### Problem
Rewrite everything from the start of the records down to the line containing "pixel 31 190", with "house form" changed to "standard format" and all else kept the same. Leave the pictures out of your answer.

### Task inputs

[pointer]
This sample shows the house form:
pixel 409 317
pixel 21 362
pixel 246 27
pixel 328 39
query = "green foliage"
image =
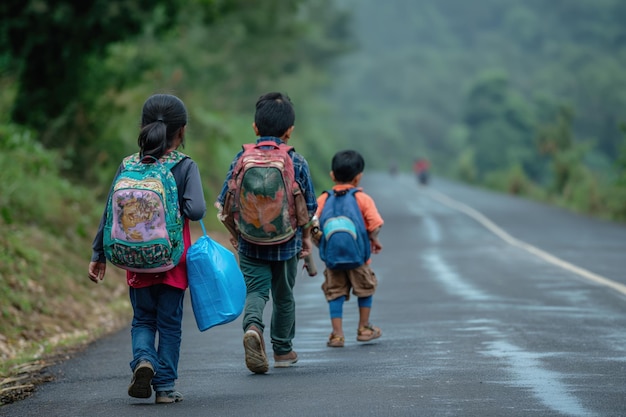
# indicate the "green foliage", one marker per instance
pixel 31 190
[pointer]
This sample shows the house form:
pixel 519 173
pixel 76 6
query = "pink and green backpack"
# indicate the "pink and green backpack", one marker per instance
pixel 263 185
pixel 143 231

######

### Final result
[pointer]
This sample shows the standard format:
pixel 409 317
pixel 21 362
pixel 246 27
pixel 328 39
query = "green foliage"
image =
# indicate the "green foliage", one marker per instance
pixel 31 190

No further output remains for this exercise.